> _EXTRAIT CHOISI_
━━━━

Introduction au paradoxe de Wittgenstein.
 
de Saul KRIPKE
 
(Traduit de l'anglais par Thierry Marchaise)
Éditions du Seuil (L'ordre philosophique), 1996.
 
Titre original : Wittgenstein. On rules and Private
Language (1982).

       Nous avons souvent l'impression de suivre une règle déterminée dans telle ou telle activité. Par exemple, nous avons l'impression de suivre les règles de l'addition quand nous effectuons certains calculs ; du moins quand nous ne faisons pas d'erreur. Or, pour WITTGENSTEIN (1889-1951), rien ne nous dit que nous suivons effectivement ces règles. Ce que l'on signifie par « plus », ou par tout autre mot, à quelque moment que ce soit, ne peut être attesté par aucun fait. Il en résulte qu'aucune activité ne peut être déterminée par une règle. C'est cette nouvelle forme de scepticisme développée par Wittgenstein que Saul KRIPKE présente dans ce livre.
 
       Pour faire comprendre ce paradoxe, Kripke prend un exemple mathématique très simple (mais n'importe quelle autre activité pourrait servir d'exemple). Comme la plupart des gens, vous utilisez le mot « plus » pour dénoter l'addition. Comme vous n'avez effectué dans votre vie qu'un nombre fini d'additions, il existe des nombres qui sont supérieurs à tous les nombres que vous avez utilisés jusqu'à présent dans vos calculs. Supposons, pour faire simple, que vous n'ayez jamais effectué d'addition avec des nombres supérieurs à 57. Si maintenant vous effectuez par exemple le calcul suivant « 57 + 68 », vous obtiendrez « 125 » ; n'est-ce pas ?
       Pourtant, qu'est-ce qui vous garantit que vous avez utilisé la même règle de calcul que celle utilisée dans vos calculs précédents ? Vous auriez très bien pu utiliser précédemment une règle qui s'apparente à l'addition pour les nombres inférieurs à 57, mais qui en diffère autrement. Appelons « quus » cette règle. Ainsi « x quus y = x plus y » si « x et y < 57 », et, par exemple, « x quus y = 5 » autrement. Cela est effectivement possible puisque vous n'avez, d'après notre hypothèse, jamais effectué de calcul avec des nombres supérieurs à 57.
       Absurde, allez-vous dire. L'idée d'avoir, dans le passé, utilisé « quus », plutôt que « plus », vous paraît aberrante. Vous êtes en effet tout à fait certain d'avoir utilisé l'addition (et non la « quaddition ») dans vos calculs précédents, comme vous êtes certain d'utiliser l'addition dans ce dernier calcul. L'idée de mésinterpréter vos usages passés du calcul vous paraît donc abracadabrante.
       Le problème, comme le montre Kripke, est qu'il est difficile de réfuter cette idée en exhibant quelque fait relatif à votre passé d'additionneur car votre certitude ne repose que sur vos expériences et représentations mentales passées. Il vous paraît clair que quand vous faites actuellement « 57 + 68 = 125 », vous utilisez bien l'addition et non pas la quaddition. Mais, rien ne dit que vous utilisiez effectivement « plus » dans le passé quand vous calculiez par exemple « 2 plus 2 = 4 », puisque « 2 quus 2 = 4 » aussi.

━━━━

> _ENREGISTREMENTS CONSERVÉS_
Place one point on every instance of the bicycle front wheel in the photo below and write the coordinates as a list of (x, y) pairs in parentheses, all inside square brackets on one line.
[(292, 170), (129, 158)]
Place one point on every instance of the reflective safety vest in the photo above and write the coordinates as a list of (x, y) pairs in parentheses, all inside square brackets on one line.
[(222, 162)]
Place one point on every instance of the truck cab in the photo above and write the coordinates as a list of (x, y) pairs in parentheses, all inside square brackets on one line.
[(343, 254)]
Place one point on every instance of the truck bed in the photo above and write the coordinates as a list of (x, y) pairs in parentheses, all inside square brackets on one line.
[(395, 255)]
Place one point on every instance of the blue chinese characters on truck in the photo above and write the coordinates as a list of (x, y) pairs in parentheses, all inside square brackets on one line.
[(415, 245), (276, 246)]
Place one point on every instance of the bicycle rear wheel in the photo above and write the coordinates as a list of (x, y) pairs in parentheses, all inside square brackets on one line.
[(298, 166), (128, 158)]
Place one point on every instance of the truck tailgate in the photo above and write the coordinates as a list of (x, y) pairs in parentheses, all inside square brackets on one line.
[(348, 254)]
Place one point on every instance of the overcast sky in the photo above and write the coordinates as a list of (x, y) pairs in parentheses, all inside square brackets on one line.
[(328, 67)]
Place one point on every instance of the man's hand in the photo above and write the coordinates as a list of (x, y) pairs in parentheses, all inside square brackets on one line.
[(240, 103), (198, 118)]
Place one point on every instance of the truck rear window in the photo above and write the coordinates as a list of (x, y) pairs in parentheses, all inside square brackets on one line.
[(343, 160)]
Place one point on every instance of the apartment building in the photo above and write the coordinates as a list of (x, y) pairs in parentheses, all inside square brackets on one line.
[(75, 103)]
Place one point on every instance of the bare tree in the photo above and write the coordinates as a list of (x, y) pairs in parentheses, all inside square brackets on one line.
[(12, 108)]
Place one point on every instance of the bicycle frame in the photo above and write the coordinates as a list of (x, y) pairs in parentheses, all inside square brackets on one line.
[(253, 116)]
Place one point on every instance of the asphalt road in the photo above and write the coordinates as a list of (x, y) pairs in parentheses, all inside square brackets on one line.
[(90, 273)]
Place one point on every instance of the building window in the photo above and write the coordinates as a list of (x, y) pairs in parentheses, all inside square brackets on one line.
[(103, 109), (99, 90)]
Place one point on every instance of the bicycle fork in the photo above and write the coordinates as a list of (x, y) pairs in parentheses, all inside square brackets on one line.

━━━━

> _CONSIGNES DE TRAVAIL_
1. Extrayez sans rien changer, dans le texte sur le paradoxe de Wittgenstein, la partie qui débute aux mots « de Saul KRIPKE » et s'arrête après les mots « Language (1982). ».
2. Mettez en CSV à deux colonnes, texte et réponse, les seuls enregistrements allant de la ligne qui contient « Place one point on every instance of the blue » jusqu'à celle qui contient « [(348, 254)] », ces deux lignes comprises. Prévoyez une rangée par enregistrement et placez chaque valeur dans un champ entre guillemets, en remplaçant les sauts de ligne par des espaces.

> _RÉPONSES DANS L'ORDRE_
1.
de Saul KRIPKE
 
(Traduit de l'anglais par Thierry Marchaise)
Éditions du Seuil (L'ordre philosophique), 1996.
 
Titre original : Wittgenstein. On rules and Private
Language (1982).

2.
texte,réponse
"Place one point on every instance of the blue chinese characters on truck in the photo above and write the coordinates as a list of (x, y) pairs in parentheses, all inside square brackets on one line.","[(415, 245), (276, 246)]"
"Place one point on every instance of the bicycle rear wheel in the photo above and write the coordinates as a list of (x, y) pairs in parentheses, all inside square brackets on one line.","[(298, 166), (128, 158)]"
"Place one point on every instance of the truck tailgate in the photo above and write the coordinates as a list of (x, y) pairs in parentheses, all inside square brackets on one line.","[(348, 254)]"